Work instructions
Rewrite the data from the line with "-- Query: find the horse's hind leg" to the line with "[289,276,330,335]", replacing "main landing gear" with "rear landing gear" and leaving everything else unchanged.

Material to process
>> START

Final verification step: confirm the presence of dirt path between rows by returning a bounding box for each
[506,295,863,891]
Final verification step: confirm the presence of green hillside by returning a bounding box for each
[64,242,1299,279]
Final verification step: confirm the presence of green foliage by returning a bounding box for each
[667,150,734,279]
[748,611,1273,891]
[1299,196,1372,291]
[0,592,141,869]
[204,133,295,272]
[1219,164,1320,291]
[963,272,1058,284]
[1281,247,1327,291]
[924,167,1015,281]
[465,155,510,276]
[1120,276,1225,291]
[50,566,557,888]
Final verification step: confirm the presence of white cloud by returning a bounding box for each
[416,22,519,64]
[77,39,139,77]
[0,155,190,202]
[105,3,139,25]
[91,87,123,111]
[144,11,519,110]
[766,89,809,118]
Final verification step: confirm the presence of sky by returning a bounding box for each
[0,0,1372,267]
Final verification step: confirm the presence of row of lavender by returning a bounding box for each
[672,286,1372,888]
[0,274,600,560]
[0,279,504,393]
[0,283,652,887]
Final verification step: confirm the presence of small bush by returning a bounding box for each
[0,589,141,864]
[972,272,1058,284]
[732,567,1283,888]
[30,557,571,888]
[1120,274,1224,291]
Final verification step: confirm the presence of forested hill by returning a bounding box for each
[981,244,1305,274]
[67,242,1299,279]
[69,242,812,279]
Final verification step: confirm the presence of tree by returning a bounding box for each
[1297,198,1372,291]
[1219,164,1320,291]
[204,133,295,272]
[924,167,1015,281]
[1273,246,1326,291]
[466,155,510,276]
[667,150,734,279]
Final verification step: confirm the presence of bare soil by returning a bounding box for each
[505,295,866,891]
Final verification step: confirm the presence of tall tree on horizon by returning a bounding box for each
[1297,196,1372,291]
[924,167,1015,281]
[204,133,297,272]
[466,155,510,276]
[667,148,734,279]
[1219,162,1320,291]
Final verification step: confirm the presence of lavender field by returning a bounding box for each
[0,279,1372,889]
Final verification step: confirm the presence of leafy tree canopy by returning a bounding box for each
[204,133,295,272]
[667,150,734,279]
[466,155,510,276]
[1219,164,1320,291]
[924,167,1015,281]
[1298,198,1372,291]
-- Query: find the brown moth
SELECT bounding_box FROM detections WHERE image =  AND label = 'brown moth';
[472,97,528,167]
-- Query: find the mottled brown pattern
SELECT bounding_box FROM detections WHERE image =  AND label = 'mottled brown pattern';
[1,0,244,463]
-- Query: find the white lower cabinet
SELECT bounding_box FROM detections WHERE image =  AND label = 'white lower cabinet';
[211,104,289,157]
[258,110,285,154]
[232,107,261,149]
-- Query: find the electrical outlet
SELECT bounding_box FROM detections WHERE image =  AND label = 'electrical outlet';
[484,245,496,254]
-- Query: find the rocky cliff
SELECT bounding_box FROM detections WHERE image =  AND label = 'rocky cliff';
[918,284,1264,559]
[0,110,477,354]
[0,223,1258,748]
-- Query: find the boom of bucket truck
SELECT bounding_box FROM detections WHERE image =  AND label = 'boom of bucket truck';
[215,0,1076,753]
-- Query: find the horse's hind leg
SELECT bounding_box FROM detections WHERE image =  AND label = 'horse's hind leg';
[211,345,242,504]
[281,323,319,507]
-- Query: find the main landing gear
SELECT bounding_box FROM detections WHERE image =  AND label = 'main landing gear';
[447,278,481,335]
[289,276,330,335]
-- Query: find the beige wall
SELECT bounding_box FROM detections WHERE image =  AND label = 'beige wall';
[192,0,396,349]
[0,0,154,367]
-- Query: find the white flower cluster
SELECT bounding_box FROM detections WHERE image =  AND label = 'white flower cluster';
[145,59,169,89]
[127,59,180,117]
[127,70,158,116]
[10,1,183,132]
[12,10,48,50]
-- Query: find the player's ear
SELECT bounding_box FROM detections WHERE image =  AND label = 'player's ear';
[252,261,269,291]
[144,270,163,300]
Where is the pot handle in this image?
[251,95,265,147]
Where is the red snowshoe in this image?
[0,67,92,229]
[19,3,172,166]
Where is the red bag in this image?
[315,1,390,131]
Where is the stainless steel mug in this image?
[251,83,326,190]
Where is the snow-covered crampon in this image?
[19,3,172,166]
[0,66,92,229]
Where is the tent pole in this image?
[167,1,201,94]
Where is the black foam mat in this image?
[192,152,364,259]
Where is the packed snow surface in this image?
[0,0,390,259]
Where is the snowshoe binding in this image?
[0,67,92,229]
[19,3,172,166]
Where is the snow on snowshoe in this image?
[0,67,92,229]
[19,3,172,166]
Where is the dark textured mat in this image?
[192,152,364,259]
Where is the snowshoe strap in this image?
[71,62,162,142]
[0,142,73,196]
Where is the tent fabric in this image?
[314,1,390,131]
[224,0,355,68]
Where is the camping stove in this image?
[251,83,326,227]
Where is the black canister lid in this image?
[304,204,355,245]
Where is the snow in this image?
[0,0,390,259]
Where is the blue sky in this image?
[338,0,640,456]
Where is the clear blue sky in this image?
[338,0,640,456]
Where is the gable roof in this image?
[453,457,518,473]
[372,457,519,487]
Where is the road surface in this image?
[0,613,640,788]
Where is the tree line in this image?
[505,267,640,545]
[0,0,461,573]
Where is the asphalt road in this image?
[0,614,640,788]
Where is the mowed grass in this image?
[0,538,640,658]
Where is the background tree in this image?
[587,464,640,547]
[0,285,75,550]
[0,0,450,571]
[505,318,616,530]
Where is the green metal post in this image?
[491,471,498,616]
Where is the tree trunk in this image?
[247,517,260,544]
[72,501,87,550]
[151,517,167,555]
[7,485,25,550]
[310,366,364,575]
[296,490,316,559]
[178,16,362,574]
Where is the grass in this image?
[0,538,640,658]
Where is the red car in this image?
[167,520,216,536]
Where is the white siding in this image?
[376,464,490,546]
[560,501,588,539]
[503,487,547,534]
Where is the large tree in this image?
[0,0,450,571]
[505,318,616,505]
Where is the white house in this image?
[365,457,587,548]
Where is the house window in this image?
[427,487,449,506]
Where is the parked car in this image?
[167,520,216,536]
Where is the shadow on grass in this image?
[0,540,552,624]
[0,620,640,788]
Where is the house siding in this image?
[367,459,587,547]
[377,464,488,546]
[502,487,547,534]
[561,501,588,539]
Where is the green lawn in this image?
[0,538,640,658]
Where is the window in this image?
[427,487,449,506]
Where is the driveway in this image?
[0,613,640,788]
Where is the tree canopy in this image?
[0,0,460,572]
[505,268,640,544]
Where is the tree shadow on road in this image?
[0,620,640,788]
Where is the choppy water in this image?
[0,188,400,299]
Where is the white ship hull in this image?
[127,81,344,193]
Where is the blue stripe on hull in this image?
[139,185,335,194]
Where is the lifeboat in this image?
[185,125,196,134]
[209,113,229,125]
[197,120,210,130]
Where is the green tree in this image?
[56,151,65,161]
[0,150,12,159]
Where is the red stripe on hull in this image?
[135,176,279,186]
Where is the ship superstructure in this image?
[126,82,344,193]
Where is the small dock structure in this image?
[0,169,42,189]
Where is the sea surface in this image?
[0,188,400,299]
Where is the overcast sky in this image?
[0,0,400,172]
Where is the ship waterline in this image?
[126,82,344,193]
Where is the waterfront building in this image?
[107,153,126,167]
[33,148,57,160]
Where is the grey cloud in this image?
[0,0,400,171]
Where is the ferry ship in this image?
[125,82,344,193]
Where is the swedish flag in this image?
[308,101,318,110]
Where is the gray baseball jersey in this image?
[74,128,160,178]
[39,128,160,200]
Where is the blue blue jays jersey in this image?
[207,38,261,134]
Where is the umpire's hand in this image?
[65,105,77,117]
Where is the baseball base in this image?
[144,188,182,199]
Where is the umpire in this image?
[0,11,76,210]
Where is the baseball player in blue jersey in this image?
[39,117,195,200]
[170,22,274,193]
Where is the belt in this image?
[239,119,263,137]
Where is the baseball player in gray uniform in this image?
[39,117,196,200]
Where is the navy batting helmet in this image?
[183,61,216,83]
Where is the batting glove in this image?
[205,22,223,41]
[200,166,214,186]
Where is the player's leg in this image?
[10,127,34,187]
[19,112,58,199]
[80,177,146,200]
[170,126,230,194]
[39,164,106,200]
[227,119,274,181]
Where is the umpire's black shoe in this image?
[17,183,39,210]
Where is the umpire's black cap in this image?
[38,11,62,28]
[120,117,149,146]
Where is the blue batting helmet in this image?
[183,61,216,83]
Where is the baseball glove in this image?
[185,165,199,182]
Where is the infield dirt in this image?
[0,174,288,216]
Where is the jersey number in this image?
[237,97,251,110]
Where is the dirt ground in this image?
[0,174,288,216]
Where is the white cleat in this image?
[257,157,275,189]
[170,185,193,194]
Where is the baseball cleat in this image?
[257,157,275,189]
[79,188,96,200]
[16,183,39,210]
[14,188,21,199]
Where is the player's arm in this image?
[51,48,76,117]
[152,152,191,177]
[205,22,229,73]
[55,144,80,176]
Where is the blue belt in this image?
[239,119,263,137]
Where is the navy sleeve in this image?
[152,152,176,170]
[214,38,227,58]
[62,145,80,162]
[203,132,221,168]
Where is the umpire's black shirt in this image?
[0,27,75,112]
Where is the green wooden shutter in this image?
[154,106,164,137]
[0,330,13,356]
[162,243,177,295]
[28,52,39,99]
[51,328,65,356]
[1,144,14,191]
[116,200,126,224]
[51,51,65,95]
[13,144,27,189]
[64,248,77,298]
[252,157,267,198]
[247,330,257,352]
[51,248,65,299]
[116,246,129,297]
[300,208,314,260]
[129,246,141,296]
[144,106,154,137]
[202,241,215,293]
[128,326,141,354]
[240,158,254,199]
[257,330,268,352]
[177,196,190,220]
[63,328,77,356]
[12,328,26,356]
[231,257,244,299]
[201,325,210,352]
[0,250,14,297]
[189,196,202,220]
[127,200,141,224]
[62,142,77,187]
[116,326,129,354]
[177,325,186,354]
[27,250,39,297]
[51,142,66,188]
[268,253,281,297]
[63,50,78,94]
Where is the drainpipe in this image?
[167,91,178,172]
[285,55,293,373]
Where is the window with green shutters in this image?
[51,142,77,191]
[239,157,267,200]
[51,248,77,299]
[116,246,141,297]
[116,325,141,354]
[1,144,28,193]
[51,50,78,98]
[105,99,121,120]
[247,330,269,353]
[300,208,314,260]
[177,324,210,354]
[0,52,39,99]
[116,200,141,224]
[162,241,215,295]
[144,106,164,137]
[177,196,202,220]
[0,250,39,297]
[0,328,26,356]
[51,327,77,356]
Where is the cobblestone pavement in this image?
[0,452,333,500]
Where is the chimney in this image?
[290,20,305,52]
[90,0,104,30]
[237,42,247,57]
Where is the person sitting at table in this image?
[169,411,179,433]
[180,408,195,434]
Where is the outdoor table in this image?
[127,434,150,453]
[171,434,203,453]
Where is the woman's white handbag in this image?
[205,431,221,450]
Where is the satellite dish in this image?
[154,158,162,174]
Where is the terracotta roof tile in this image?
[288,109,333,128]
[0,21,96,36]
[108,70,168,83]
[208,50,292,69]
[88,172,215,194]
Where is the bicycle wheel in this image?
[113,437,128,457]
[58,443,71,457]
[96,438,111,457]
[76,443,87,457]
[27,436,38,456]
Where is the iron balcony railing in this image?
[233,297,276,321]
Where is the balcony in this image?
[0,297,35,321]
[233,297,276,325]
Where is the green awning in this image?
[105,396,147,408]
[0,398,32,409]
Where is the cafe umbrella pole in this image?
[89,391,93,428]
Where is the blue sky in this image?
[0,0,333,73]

>> END

Full solution
-- Query: find the horse's hind leg
SELECT bounding_box FROM detections WHERE image =  AND label = 'horse's hind leg';
[211,345,242,504]
[281,323,319,507]
-- Query: find the rear landing gear
SELECT bounding_box FROM detections WHERE image =  AND label = 'rear landing gear';
[447,278,481,335]
[289,276,330,335]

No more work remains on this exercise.